SET OF TASKS ->
[a] Translate the sentence "Around 3,000 Razons were built during 1945." from the Razon bomb article into Spanish.
[b] Quote the stretch of the Razon bomb article from "The VB-3 Razon" through "a 2,000-pound bomb.", copying it word for word.

DOCUMENT SEGMENT ->
The VB-3 Razon was a high-angle freefall guided bomb developed by the United States Army Air Force during the 1940s. Razon (from "range and azimuth only") was a standard AN-M65 1,000-pound general-purpose bomb, the same basic ordnance unit used for its Azimuth-Only guided predecessor, the VB-1 Azon guided ordnance, with the Razon concept fitted with flight control surfaces that also enabled adjustment in the vertical plane, like the Luftwaffe's heavier Fritz X armored anti-ship guided ordnance. Development of the Razon began in 1942, but it did not see use during World War II although it was combat ready in the summer of 1945. The VB-4 used a 2,000-pound bomb.

==Development==
In April 1942, the USAAF's Air Materiel Command [became part of ATSC (Air Technical Service Command) in 1944] began the development of the Azon family (VB-1 half-ton and VB-2 one-ton) guided bombs. Following on the VB-1 Azon bomb (azimuth-only), the Razons used two tandem annular wing assemblies, the aft assembly used for control. "The Razon guidance kit had two octagonal shrouds (similar to the 12-sided annular tail of the Fritz X guided ordnance) in a tandem arrangement. The most problematic part in Razon development was to build a suitably modified bombsight, which would allow the bombardier to correctly judge the bomb's deviation in range so that the range control could be used effectively." The guidance command link used up to 47 preset channels. Around 3,000 Razons were built during 1945. Azon and Razon testing continued through mid-1946 in the Mojave Desert of California.

In 1946, extensive tests were done on Razon by the Air Proving Ground Command, Eglin Field, Florida, "contemplating using the missile aboard all-weather bombers. Nothing materialized, however, until the Korean War when the Far East Air Forces ordered and used the Tarzon, a Tallboy-Razon combination."

In 1948, testing by the 1st Experimental Guided Missiles Group at Eglin still showed Razon to be far more accurate in azimuth than range. "For example, of the eight bombs tested in August 1948, fully three out of four had an azimuth error of zero, while the average range error was almost 200 feet. Only one of the eight scored a direct hit. Still, Razon bombing showed enough promise in early testing that approximately five hundred tail assemblies were produced by Union Switch and Signal Company and stockpiled, allowing their use in the early months of the Korean War."

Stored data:
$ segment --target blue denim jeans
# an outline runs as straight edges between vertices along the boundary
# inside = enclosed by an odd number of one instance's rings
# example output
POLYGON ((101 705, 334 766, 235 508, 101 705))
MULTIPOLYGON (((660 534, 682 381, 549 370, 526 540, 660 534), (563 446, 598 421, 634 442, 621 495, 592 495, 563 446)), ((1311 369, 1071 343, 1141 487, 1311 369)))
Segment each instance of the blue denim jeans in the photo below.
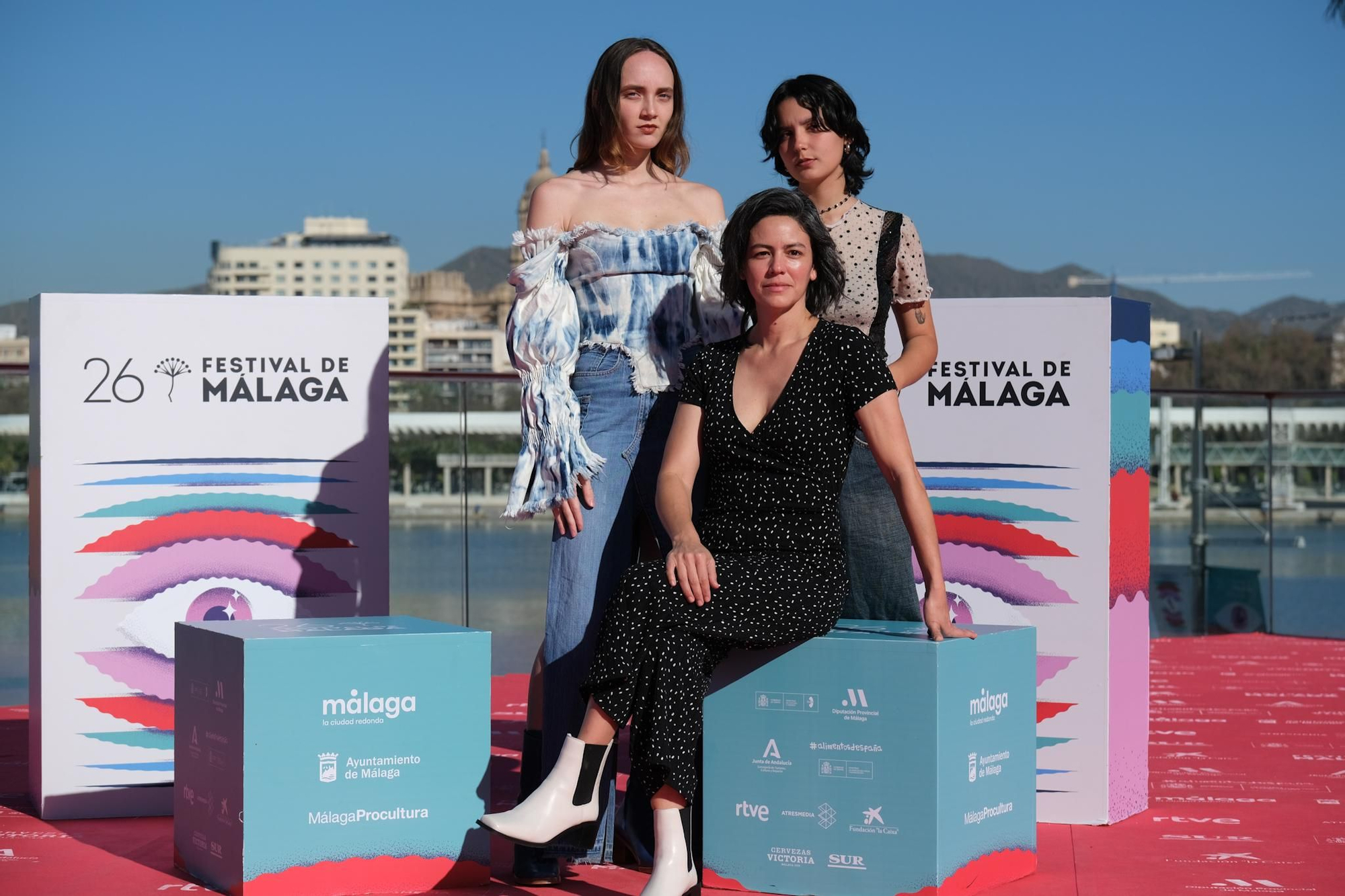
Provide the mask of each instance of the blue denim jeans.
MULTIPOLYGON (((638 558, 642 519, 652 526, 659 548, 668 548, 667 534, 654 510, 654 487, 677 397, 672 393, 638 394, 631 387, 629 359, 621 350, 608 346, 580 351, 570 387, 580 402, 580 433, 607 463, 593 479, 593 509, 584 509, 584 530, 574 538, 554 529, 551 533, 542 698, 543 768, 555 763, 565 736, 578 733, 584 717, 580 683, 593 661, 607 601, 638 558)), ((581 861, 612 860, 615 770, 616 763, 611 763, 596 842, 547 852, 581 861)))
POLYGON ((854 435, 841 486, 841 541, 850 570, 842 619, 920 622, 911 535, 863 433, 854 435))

--

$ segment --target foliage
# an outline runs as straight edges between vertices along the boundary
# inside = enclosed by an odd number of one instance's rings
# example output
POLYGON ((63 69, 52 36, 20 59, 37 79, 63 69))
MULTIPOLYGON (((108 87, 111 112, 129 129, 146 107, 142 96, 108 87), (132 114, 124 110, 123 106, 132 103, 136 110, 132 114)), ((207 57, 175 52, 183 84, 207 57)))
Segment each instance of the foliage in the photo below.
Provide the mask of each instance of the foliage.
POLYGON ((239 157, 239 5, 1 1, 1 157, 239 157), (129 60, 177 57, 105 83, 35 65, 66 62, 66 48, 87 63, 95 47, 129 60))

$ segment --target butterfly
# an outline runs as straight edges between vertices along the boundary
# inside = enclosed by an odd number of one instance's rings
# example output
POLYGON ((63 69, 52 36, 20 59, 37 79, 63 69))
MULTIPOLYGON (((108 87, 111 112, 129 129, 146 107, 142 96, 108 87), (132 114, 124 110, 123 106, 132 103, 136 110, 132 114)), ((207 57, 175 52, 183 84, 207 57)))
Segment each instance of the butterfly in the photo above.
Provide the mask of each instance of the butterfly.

TASK-BY-TASK SOLUTIONS ->
[a] Se construyeron alrededor de 3.000 Razon durante 1945.

[b]
The VB-3 Razon was a high-angle freefall guided bomb developed by the United States Army Air Force during the 1940s. Razon (from "range and azimuth only") was a standard AN-M65 1,000-pound general-purpose bomb, the same basic ordnance unit used for its Azimuth-Only guided predecessor, the VB-1 Azon guided ordnance, with the Razon concept fitted with flight control surfaces that also enabled adjustment in the vertical plane, like the Luftwaffe's heavier Fritz X armored anti-ship guided ordnance. Development of the Razon began in 1942, but it did not see use during World War II although it was combat ready in the summer of 1945. The VB-4 used a 2,000-pound bomb.